■ Data extract ■
BEGIN

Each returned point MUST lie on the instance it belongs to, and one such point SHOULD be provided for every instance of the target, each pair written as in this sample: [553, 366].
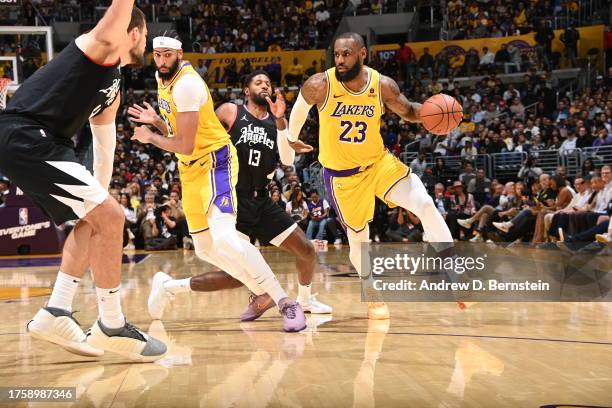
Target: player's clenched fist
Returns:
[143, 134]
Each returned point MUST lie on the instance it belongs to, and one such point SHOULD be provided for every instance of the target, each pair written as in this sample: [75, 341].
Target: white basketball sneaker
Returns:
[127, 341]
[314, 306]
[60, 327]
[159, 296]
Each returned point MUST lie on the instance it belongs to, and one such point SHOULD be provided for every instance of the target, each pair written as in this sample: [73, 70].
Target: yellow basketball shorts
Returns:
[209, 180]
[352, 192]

END
BEGIN

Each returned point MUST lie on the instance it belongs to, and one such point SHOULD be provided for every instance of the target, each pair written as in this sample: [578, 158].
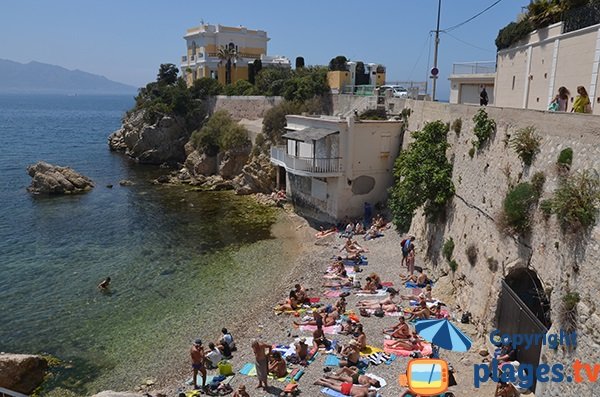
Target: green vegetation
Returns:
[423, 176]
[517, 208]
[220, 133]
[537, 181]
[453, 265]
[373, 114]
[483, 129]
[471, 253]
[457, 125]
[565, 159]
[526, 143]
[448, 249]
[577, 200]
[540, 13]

END
BEGIN

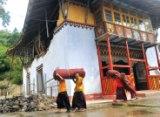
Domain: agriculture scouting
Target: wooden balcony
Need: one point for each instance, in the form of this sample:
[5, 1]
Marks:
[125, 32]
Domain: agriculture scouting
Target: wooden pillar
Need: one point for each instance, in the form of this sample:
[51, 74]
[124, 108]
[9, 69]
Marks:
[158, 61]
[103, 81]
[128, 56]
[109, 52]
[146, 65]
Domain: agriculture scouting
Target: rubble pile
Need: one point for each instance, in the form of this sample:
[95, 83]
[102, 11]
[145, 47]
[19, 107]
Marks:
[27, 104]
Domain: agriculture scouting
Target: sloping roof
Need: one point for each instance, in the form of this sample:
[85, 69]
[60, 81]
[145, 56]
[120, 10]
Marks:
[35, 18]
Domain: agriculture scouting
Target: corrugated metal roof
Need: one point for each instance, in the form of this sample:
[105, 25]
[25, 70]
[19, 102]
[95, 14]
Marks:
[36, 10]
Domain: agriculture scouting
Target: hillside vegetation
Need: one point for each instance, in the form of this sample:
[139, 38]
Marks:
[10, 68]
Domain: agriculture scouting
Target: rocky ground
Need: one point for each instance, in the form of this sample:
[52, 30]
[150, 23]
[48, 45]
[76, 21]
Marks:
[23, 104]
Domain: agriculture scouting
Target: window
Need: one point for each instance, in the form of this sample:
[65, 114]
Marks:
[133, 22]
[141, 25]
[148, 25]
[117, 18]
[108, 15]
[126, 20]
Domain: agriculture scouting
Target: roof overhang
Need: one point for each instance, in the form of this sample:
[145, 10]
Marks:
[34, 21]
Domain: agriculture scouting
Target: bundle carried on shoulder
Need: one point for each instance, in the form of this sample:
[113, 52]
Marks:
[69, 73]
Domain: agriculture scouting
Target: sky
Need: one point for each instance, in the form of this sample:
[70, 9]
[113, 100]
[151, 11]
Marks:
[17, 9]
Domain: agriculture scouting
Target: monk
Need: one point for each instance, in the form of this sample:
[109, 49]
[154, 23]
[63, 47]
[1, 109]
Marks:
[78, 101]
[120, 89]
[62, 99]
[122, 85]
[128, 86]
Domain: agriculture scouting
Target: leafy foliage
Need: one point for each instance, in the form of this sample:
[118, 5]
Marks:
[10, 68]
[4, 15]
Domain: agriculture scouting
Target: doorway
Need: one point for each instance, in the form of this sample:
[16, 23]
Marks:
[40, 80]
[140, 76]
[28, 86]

END

Across the listing above, count the lines that contain the string "basketball" and report the figure alone.

■ Output of the task ■
2